Camera Lucida by Roland Barthes
I was assigned Camera Lucida – as well as Mythologies, which I’ll get to – in my second year of university, and, of course, did not read them. In my defense, in 200-level classes professors go over the readings in such detail that they often render it unnecessary to actually read them while still getting their contents across quite thoroughly, so I’m familiar with quite a lot of Barthes’ theories without having actually read much of his work firsthand. Once again, I undertook to read the Barthes I’d ignored in anticipation of my graduate studies. Camera Lucida was assigned in perhaps the best undergraduate class I ever took, and his theory of the punctum has stuck with me since then. Reading the entirety of Camera Lucida was a great experience – the first half of the book was especially resonant in elucidating the semiotics and poetics of the still image. I could have done with a bit less of Barthes’ famed mooning over his dead mother in the second half, but overall I found Camera Lucida a great read, and one which I expect will be of use to me in the future.
The Luminaries by Eleanor Catton
I do love my long-winded books, don’t I?! The Luminaries comes in at a whopping 832 pages, making it the longest book I read in 2016. I absolutely loved it – it was a rip roaring yarn of a Victorian pastiche with an interesting structure that was enjoyable the whole way through. I loved the characters, I loved the plot, I loved everything about it.
Mythologies by Roland Barthes
Mythologies is a study of myth, which Barthes defines as a type of speech which presents ideology as natural and ahistoric. The essays in this book that were good were really good – relevant, incisive, delightfully interesting. And the conceptual framework – the essay “Myth Today” – is fantastic and essential reading for those interested in semiotics. Unfortunately I found that there was a significant chunk of essays which didn’t hold my attention or feel relevant – I don’t live in 1950s France, and so I don’t feel that the entire book was resonant. “Myth Today” and a wide selection of Barthes’ essays about everyday objects and phenomenons are great, but the whole book doesn’t seem like essential reading in my own context.

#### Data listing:
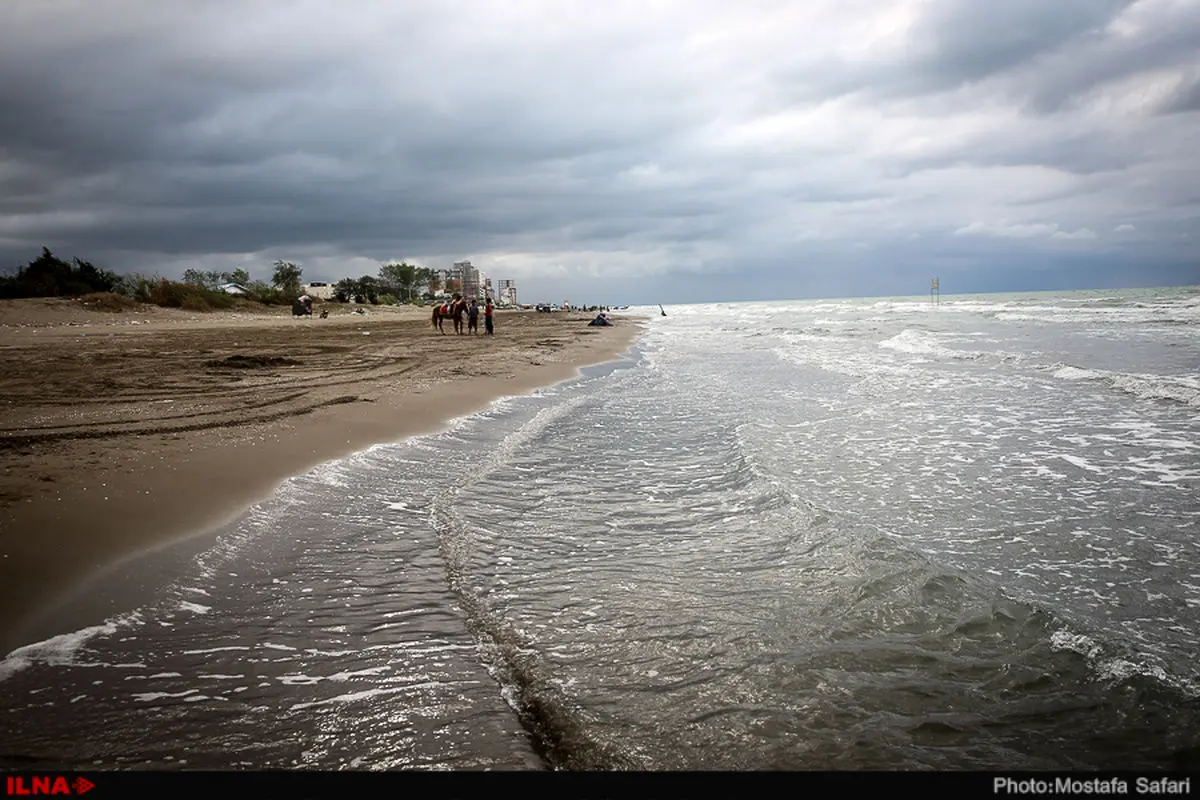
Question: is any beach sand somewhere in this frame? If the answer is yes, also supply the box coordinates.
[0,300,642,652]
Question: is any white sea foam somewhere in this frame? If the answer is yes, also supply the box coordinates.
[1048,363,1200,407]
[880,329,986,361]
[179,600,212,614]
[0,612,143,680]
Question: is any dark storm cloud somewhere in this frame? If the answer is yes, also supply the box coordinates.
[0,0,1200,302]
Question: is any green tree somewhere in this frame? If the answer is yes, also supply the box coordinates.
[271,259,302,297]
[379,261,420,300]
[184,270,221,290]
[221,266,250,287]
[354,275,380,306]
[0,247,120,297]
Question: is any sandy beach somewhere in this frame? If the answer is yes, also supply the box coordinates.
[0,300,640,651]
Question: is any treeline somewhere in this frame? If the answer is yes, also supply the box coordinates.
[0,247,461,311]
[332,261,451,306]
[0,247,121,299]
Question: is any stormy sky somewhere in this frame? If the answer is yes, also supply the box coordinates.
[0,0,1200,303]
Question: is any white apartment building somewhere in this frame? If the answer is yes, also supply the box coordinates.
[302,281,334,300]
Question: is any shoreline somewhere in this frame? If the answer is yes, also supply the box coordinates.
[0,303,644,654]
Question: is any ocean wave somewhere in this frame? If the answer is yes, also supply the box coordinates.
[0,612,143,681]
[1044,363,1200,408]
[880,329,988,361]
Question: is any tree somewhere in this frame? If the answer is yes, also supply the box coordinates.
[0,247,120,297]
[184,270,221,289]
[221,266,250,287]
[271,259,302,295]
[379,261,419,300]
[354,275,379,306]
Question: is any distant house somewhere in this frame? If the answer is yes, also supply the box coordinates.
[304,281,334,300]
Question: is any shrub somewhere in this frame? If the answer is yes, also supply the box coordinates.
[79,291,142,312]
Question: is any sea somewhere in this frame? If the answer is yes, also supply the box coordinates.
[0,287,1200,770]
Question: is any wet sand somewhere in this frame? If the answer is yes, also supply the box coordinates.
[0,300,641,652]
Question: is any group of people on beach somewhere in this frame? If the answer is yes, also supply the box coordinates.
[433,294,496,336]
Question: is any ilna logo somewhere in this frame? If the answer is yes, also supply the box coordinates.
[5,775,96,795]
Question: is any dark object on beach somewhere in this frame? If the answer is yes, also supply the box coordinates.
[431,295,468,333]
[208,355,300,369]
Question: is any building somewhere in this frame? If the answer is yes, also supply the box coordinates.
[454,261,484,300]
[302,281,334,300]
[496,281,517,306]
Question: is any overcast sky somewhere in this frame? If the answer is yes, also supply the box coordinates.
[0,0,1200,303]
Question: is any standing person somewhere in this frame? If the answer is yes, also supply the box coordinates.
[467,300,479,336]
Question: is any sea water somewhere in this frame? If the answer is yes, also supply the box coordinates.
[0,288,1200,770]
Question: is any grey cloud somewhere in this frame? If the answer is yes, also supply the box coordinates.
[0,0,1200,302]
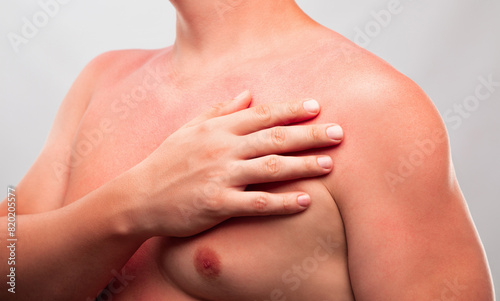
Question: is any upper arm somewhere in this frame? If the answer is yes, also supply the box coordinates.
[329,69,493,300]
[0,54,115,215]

#### STATED GOAL 1:
Answer these questions from the book reviews, one line each:
(a) Which book was assigned in what the reviewer calls perhaps the best undergraduate class they ever took?
(b) How many pages long is The Luminaries?
(c) Which essay does the reviewer name as the conceptual framework of Mythologies?
#### STATED GOAL 2:
Extend the book reviews past their last sentence, keeping the same format and personal tone.
The listing is separate material and has no connection to the book reviews.

#### RESPONSE 1:
(a) Camera Lucida
(b) 832 pages
(c) "Myth Today"

#### RESPONSE 2:
A Brief History of Seven Killings by Marlon James
This is a fictionalized account of the December 1976 assassination attempt on Bob Marley. It’s a dense book, told from many different perspectives, much of it written in Jamaican Creole, and with an interesting chronological structure. (It spans thirty years, but is only told one day at a time – that is, it takes place on December 3, 1976, February 15, 1979, August 14, 1985…) It is also a very dark and disturbing book and I don’t recommend it for the faint of heart – it starts off deeply, unremittingly violent and does not let up. James’ use of language is expert and the ripple effect plot and exploration of Western imperialism on the political and social climate of Jamaica are fascinating. It’s very broad thematically; it’s about music, imperialism, diaspora, gender roles, gang violence, and more. I found some characters and points of view more interesting than others. I also found that the structure – while ambitious – didn’t quite work, though it came close. I’d still recommend this book overall, but it’s not without its flaws and it’s an undertaking to read.
Fun Home: A Family Tragicomic by Alison Bechdel
Alison Bechdel’s 2006 graphic memoir poignantly weaves together the story of her father’s suicide shortly after coming out and her own emerging lesbian feminist identity. Her writing is sharp-witted and at times heartwrenching, her illustrations are evocative, and the book truly is “tragicomic”. There are a lot of interesting details hidden in the deceptively simple illustrations – if you read this one, definitely keep an eye on what the characters are reading. I found Fun Home incredibly resonant and touching and I think it’s a must-read lesbian lit pick.
The Sympathizer by Viet Thanh Nguyen
My second Pulitzer winner of the year! The Sympathizer is the confession of a Vietnamese Communist double agent written while in a prison camp. Our narrator is half-French, half-Vietnamese. He went to university in California and eventually moved back to Los Angeles as an adult as a refugee after the evacuation of Saigon in the mid-1970s. I adored Nguyen’s writing style and use of language, and I thought the story itself was incredibly interesting, readable, and fast-paced. The book is satirical and brings up a lot of interesting questions and ideas. Not only is it simply an enjoyable read, it’s also incredibly thought-provoking, grappling with the question of representation, American military imperialism, the dangers of inaction, and hybrid identity. I’d certainly recommend this one if you’re interested in any of those topics and looking for a compelling, incisive novel.
Beloved by Toni Morrison
This was the first book by Toni Morrison that I’ve read and I really enjoyed it. It’s about a woman who escapes slavery in Kentucky and her life eighteen years later when the ghost of her dead baby comes back to – literally – haunt her. It’s a very powerful and heavy story, but incredibly readable and sharply-written. The characters are incredibly interesting and the descriptions of slavery and other forms of violence are incredibly visceral and poignant. This novel has a lot of layers and I think occupies a lot of genres simultaneously: there are elements of magical realism and horror as well as historical fiction. Either way, it’s forceful as hell.
A breakdown of the books I read:
Written by women: 16
Written by men: 13
Written by people of colour: 9
Written by LGBT people: 4 (to my knowledge)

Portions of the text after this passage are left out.